And they even pay me :-)
Sometimes, though, you get this great juxtaposition: you get to see how different IT organizations approach the same fundamental challenge in entirely different ways.
And the contrast can be stunning ...
What Do We Do About End User Computing And Productivity?
That was the fundamental question for two large, successful companies in the financial services industry. Both are well-run businesses, both with a significant knowledge worker population that's increasing in importance.
Both have the pain of aging desktop infrastructure that wasn't only holding the organization back, but was the quintessential "burning platform" in that something had to be done sooner than later. Both had experimented a bit with desktop virtualization, and wanted to use more of it going forward.
The First Meeting
This meeting was clearly being led by the technologists.
They wanted to know about things like storage efficiency, and how cheaply the VDI server farm could be built. Seems there was some sort of mythical ROI number out there that they had to beat, otherwise they thought that the project wouldn't fly.
So we got into the usual "virtual desktop sessions per unit of physical infrastructure" discussion: how many sessions could you safely cram on a server blade, how and where could you compress and deduplicate physical storage, what kinds of data could be squeezed and what the impact was, how that would affect cost-per-user, and so on.Now, truth be told, EMC's experience and capabilities with regard are unmatched -- no one is better. We've done a lot of that sort of stuff, and we've usually gotten very good results.
But I left the meeting shaking my head. I thought the project was largely doomed, simply because it had started off on the wrong foot.
The reasons why became clear as I went to my second meeting.

____

• Exercise prompt: Reproduce the above post about the two desktop virtualization meetings, word for word and in full.

____

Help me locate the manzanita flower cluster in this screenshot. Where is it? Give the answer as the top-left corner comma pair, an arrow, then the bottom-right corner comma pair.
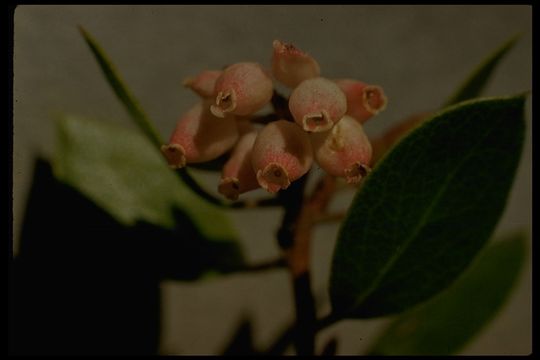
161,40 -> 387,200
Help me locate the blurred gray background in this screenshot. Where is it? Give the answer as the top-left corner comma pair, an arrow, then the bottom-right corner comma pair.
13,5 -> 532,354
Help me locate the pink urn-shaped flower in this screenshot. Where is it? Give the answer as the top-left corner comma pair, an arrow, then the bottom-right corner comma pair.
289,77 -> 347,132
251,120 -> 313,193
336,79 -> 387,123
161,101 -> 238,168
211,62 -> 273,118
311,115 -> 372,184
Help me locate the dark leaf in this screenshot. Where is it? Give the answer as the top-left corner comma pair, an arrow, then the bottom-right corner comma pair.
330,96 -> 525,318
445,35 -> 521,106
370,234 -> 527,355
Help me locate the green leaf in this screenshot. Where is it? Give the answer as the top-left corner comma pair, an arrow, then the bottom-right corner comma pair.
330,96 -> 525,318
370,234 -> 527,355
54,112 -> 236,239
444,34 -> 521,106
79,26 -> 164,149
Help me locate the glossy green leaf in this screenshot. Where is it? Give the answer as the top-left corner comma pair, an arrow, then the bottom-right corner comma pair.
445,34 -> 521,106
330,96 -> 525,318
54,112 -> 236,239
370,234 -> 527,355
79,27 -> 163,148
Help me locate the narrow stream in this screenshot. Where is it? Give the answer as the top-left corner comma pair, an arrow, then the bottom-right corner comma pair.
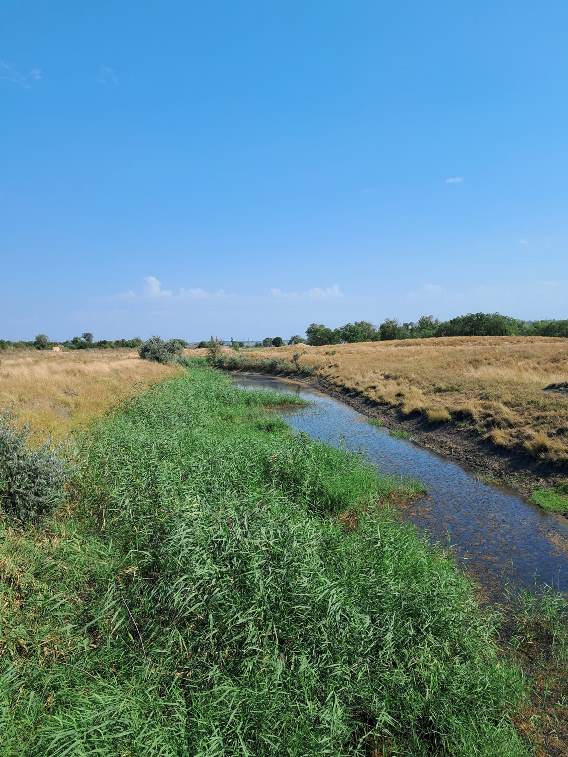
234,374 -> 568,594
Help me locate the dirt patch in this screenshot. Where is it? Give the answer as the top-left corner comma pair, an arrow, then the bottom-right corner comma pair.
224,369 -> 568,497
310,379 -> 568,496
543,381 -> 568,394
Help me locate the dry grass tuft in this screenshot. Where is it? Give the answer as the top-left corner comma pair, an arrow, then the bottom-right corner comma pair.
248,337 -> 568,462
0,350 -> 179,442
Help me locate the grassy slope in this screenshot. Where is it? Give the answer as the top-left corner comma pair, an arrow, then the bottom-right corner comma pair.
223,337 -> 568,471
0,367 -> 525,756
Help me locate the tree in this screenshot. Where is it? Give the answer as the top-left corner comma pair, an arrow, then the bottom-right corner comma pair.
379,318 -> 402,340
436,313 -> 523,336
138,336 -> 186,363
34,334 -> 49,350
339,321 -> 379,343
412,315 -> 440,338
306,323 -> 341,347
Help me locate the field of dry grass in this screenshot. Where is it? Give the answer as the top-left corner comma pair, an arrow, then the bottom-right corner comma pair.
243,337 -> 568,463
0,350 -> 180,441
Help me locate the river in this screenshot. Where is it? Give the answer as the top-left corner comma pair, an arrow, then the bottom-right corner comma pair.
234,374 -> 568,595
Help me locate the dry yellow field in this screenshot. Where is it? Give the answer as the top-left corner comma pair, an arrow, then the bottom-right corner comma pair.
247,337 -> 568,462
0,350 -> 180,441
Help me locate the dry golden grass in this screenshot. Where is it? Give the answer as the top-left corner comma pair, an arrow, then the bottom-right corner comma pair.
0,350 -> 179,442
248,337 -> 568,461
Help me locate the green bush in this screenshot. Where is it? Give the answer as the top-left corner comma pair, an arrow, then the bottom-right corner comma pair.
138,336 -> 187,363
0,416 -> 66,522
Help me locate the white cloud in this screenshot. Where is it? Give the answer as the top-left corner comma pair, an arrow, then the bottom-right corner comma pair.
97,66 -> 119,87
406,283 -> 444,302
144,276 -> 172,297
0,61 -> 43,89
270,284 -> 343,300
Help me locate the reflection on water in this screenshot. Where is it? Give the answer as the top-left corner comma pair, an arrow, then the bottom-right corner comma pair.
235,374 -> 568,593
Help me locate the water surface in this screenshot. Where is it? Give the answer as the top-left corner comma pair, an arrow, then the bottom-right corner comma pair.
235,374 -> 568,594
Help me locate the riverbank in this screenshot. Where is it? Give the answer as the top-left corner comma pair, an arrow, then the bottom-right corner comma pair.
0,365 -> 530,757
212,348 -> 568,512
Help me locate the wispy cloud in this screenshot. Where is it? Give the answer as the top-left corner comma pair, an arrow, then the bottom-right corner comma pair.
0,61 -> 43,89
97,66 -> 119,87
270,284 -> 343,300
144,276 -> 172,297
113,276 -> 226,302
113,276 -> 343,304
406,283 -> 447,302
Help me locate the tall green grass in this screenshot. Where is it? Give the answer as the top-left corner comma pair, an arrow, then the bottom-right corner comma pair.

____

• Result:
And they even pay me :-)
Sometimes, though, you get this great juxtaposition: you get to see how different IT organizations approach the same fundamental challenge in entirely different ways.
And the contrast can be stunning ...
What Do We Do About End User Computing And Productivity?
That was the fundamental question for two large, successful companies in the financial services industry. Both are well-run businesses, both with a significant knowledge worker population that's increasing in importance.
Both have the pain of aging desktop infrastructure that wasn't only holding the organization back, but was the quintessential "burning platform" in that something had to be done sooner than later. Both had experimented a bit with desktop virtualization, and wanted to use more of it going forward.
The First Meeting
This meeting was clearly being led by the technologists.
They wanted to know about things like storage efficiency, and how cheaply the VDI server farm could be built. Seems there was some sort of mythical ROI number out there that they had to beat, otherwise they thought that the project wouldn't fly.
So we got into the usual "virtual desktop sessions per unit of physical infrastructure" discussion: how many sessions could you safely cram on a server blade, how and where could you compress and deduplicate physical storage, what kinds of data could be squeezed and what the impact was, how that would affect cost-per-user, and so on.Now, truth be told, EMC's experience and capabilities with regard are unmatched -- no one is better. We've done a lot of that sort of stuff, and we've usually gotten very good results.
But I left the meeting shaking my head. I thought the project was largely doomed, simply because it had started off on the wrong foot.
The reasons why became clear as I went to my second meeting.